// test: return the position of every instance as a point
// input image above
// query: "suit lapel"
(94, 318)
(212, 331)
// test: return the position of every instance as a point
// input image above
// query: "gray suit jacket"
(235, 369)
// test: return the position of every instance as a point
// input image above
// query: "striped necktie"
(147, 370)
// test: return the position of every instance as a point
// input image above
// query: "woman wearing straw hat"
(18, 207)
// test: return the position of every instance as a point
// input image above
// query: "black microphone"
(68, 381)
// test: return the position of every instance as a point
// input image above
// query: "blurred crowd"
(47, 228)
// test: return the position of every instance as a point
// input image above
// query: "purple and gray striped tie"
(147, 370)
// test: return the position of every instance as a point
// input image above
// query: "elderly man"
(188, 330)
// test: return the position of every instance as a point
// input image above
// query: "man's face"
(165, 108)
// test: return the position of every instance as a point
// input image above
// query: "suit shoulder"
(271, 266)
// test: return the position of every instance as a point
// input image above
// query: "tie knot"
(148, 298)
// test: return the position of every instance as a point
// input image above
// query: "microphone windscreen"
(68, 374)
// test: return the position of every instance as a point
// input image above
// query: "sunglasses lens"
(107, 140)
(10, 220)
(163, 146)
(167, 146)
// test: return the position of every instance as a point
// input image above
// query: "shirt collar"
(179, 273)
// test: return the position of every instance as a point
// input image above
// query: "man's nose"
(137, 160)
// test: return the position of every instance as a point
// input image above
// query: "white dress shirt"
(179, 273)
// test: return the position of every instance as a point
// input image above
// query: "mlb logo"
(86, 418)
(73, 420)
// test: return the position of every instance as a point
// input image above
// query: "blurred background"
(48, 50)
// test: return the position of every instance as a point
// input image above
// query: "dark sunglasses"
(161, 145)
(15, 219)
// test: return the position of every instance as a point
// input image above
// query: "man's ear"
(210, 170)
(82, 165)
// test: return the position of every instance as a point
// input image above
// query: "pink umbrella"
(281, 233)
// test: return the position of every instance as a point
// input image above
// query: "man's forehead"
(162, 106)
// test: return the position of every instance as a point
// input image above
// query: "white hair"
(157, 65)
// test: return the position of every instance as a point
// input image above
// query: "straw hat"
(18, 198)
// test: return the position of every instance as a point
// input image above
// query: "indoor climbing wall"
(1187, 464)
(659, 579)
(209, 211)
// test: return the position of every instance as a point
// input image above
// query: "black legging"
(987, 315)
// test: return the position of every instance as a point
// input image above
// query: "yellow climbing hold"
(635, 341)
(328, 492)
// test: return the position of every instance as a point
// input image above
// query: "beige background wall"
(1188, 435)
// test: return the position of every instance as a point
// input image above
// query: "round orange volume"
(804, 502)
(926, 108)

Your objective:
Each record above should be output again exactly.

Worked answer:
// test: return the position of every instance as a point
// input image above
// query: "suit lapel"
(94, 318)
(212, 331)
// test: return the position of every instance as a point
// input image above
// query: "gray suit jacket"
(235, 369)
// test: return the position of every instance as a point
// input image above
// query: "striped necktie"
(147, 370)
// test: return the position of every instance as a point
// input image above
// query: "woman wearing straw hat"
(18, 207)
// test: return the position of every instance as a point
// input image above
// query: "black microphone"
(68, 381)
// test: return the position of every instance as a point
// input image above
// query: "blurred crowd"
(47, 228)
// test: return the position of every instance as a point
// input image above
// query: "purple and gray striped tie"
(147, 370)
// test: return the position of every instance as a point
// input image above
// query: "elderly man"
(188, 330)
// test: return the position of every instance as a point
// input image above
// query: "man's face"
(165, 108)
// test: return the position of every instance as a point
// input image above
// query: "suit shoulder"
(271, 266)
// test: return the position of every instance as a point
// input image above
// query: "tie knot"
(148, 298)
// test: return the position of every instance as a point
// input image above
// query: "microphone windscreen"
(68, 374)
// test: return the position of every instance as a point
// input image above
// query: "sunglasses lens"
(107, 140)
(10, 220)
(163, 146)
(167, 146)
// test: return the position of every instance as a point
// input image above
// query: "shirt collar"
(179, 273)
// test: return the position of every instance as a point
// input image above
// query: "man's nose"
(137, 160)
// test: return the position of every instance as a point
// input image above
// query: "white dress shirt"
(179, 273)
// test: return the position of every instance as a point
// input image above
// query: "mlb logo"
(86, 418)
(73, 420)
// test: return the position of every instance as a point
// input image above
// query: "blurred background"
(48, 50)
// test: return the position of every instance as a point
// input image above
// query: "dark sunglasses"
(161, 145)
(15, 219)
// test: return the position of every instance as a point
// input image above
// query: "man's ear"
(210, 170)
(82, 165)
// test: return the position of every instance as a point
// input image above
// query: "pink umbrella"
(281, 233)
// test: return the position of every instance as a point
// input image above
// query: "man's forehead"
(162, 106)
// test: return the position of every instance as a point
// input image above
// query: "white hair"
(157, 65)
// test: return the position of every instance as a point
// input image above
// query: "straw hat"
(18, 198)
// test: return the position of every instance as a point
// input image above
// query: "indoor climbing wall"
(1187, 464)
(659, 579)
(209, 211)
// test: return the position of every instance as a point
// input image above
// query: "black legging"
(987, 315)
// test: return the position of every instance as a point
// input image above
// query: "yellow climbing hold"
(635, 341)
(328, 492)
// test: return the position of every instance as a point
// input image above
// query: "beige background wall"
(1188, 435)
// test: return the position of every instance as a point
// input image above
// query: "round orange volume"
(804, 502)
(926, 108)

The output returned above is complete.